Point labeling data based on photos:
·····

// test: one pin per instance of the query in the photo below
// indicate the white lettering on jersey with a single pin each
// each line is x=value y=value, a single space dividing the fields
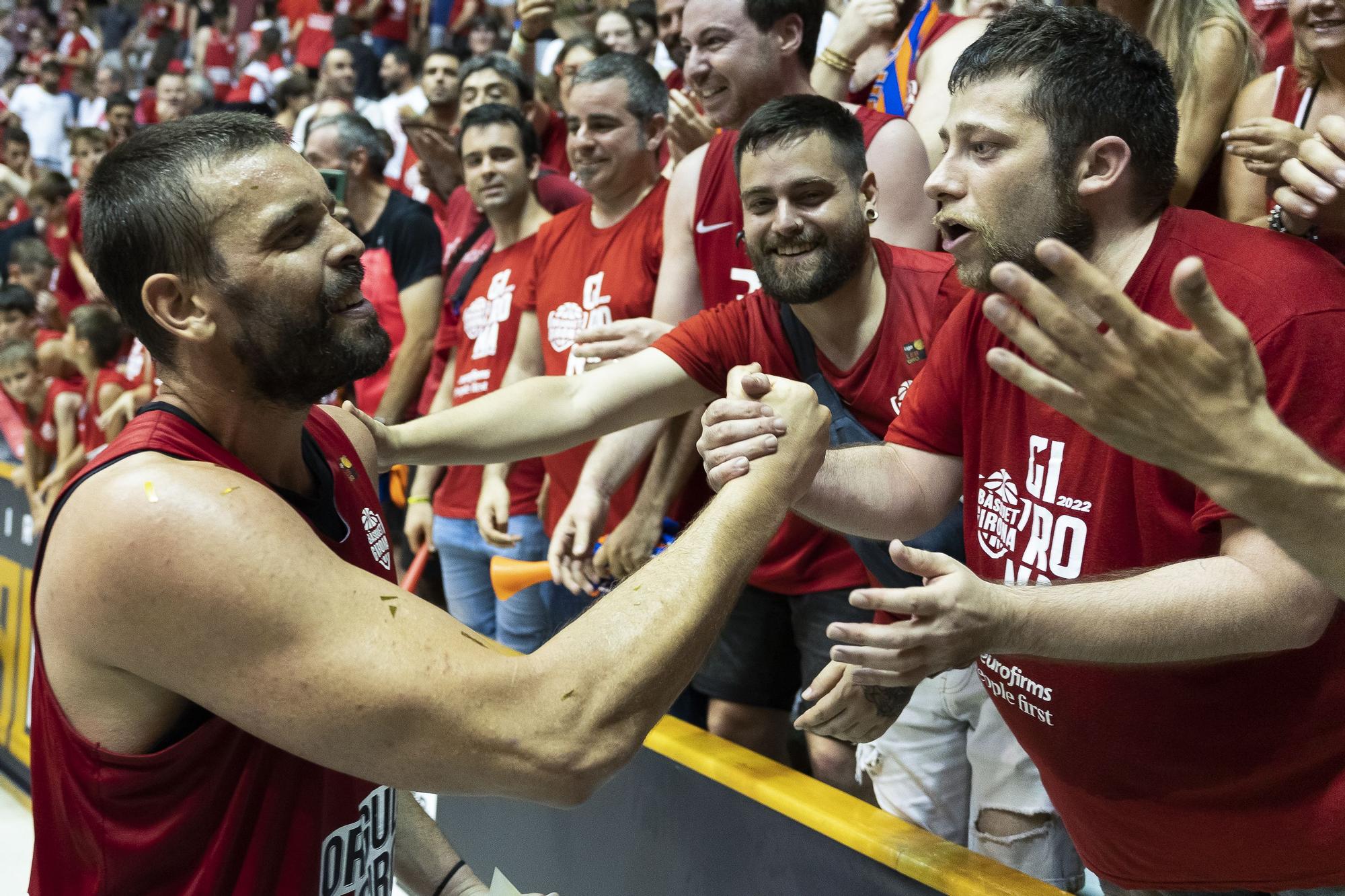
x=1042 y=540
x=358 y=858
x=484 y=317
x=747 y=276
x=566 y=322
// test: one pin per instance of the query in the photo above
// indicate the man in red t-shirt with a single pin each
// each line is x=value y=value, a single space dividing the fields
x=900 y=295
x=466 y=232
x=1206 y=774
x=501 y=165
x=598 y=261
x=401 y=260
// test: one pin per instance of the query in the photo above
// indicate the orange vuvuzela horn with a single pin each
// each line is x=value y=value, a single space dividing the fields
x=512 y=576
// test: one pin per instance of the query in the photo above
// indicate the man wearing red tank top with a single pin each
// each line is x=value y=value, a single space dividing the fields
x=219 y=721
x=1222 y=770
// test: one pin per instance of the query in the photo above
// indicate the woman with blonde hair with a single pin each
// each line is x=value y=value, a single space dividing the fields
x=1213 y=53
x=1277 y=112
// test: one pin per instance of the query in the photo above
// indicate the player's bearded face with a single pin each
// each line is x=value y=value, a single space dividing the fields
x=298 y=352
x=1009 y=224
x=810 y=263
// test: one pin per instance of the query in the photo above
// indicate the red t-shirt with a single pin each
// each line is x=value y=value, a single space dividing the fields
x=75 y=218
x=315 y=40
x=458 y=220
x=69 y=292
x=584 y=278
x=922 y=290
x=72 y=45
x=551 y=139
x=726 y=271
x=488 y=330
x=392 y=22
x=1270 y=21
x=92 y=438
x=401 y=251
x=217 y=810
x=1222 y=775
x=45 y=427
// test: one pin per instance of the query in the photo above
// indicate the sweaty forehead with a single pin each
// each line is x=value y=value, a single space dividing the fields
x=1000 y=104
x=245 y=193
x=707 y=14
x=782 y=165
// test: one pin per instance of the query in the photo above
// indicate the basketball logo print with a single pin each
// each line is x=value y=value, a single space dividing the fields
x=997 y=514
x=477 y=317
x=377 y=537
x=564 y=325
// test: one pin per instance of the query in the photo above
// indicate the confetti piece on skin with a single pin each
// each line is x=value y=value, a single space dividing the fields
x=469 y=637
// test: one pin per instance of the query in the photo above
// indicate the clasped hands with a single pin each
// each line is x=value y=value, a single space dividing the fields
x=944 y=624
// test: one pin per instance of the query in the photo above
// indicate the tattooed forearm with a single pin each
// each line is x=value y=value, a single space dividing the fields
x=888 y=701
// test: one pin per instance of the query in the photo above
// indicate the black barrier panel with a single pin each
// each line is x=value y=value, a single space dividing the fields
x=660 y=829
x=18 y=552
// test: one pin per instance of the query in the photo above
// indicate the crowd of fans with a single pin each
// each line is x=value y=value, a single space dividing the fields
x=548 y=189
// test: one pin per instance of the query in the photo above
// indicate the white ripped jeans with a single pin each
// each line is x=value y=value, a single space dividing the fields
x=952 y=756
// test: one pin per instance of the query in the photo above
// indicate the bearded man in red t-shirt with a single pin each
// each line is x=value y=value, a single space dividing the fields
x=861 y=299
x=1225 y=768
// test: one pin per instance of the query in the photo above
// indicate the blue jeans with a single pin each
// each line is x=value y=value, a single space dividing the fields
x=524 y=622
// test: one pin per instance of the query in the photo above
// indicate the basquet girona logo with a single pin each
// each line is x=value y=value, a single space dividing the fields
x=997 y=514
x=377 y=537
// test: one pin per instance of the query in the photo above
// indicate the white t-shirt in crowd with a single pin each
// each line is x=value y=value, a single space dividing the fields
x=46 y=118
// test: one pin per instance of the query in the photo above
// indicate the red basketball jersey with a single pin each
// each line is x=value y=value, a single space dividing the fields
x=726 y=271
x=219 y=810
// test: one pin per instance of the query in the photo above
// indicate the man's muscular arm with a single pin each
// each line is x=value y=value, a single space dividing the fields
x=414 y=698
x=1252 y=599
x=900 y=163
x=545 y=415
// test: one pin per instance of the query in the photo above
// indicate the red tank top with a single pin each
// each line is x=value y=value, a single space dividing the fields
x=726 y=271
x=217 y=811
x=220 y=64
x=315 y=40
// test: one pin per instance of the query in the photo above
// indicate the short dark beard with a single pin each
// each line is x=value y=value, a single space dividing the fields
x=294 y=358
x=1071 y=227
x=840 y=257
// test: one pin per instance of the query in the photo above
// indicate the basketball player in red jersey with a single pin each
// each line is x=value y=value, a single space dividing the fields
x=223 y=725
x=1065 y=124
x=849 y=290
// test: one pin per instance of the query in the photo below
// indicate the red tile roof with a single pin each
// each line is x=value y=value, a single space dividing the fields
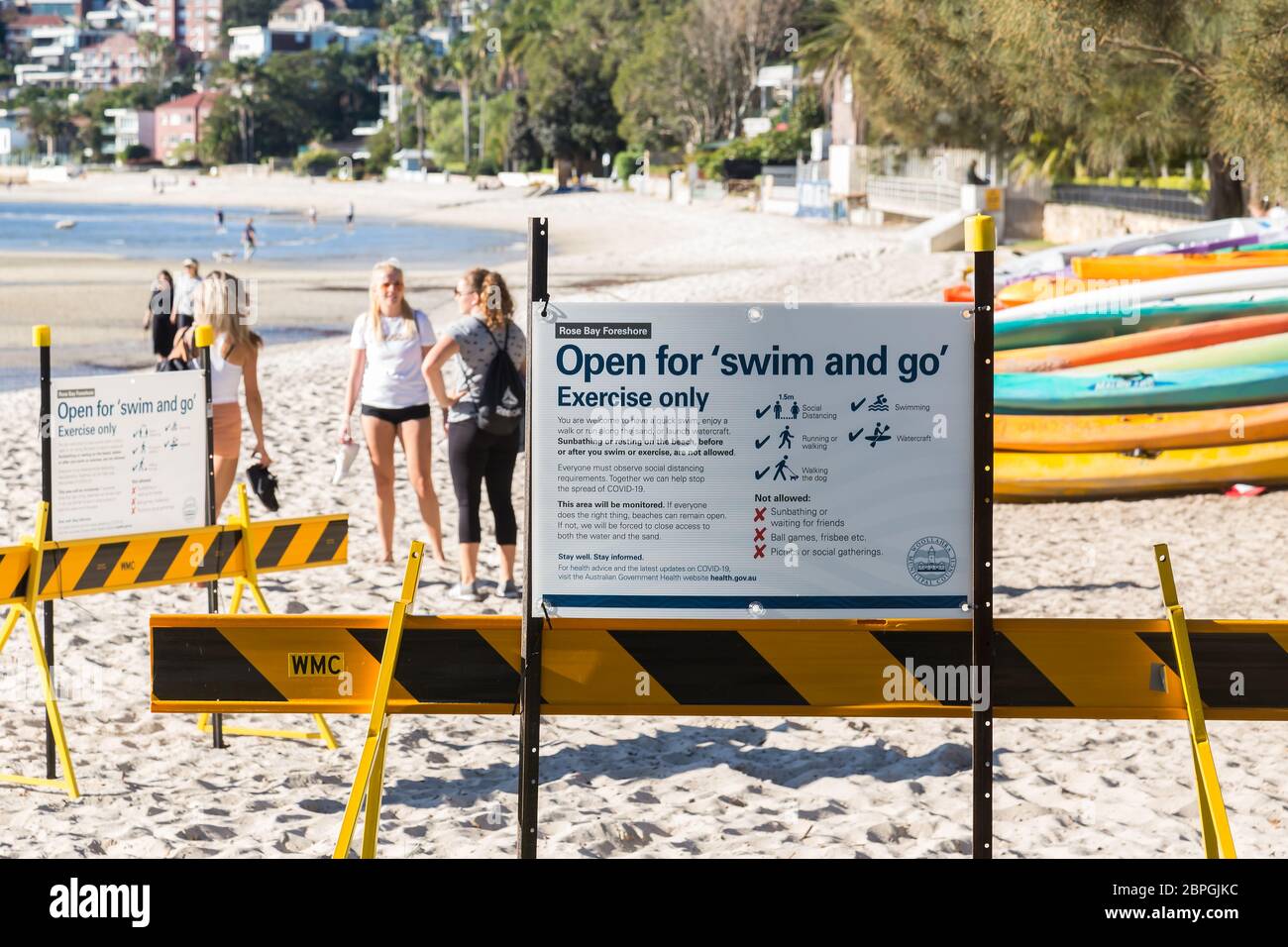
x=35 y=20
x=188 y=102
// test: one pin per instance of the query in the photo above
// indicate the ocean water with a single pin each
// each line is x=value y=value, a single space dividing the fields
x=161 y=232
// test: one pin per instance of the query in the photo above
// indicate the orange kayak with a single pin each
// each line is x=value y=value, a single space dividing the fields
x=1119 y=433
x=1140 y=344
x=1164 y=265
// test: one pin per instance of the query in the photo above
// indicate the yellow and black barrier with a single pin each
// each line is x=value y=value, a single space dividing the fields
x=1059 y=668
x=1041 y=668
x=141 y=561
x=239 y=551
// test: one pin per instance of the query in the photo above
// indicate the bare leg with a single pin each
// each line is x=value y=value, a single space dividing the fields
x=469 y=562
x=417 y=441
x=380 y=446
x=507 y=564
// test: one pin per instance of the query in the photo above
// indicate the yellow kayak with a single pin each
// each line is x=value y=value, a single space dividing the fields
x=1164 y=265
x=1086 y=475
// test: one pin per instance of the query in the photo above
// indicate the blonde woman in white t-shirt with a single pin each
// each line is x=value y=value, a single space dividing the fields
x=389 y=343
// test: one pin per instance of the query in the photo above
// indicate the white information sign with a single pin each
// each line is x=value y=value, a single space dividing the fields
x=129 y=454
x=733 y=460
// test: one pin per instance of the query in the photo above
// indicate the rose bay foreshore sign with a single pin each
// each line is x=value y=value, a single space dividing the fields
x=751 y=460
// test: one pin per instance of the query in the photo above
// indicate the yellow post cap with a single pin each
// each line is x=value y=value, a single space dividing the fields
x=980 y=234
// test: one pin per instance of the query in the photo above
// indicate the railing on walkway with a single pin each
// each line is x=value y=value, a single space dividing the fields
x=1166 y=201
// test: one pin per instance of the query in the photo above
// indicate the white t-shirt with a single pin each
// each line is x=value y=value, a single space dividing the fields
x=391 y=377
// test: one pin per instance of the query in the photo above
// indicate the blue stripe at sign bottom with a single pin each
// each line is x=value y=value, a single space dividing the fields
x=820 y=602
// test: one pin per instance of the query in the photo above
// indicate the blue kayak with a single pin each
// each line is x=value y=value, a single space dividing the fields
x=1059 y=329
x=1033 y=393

·····

Reproduce everything from the start of the entries down to the line containing "x=566 y=322", including both ends, and raise every x and y coordinate by 126 while keeping all other lines unchanged. Leave the picture out of your answer.

**COMPLETE ANSWER**:
// test: one pin per instance of the query in the photo below
// indicate the white lettering on jersey with a single pin each
// each line is x=value y=value, a single space dividing the fields
x=1168 y=666
x=484 y=984
x=610 y=443
x=873 y=402
x=692 y=448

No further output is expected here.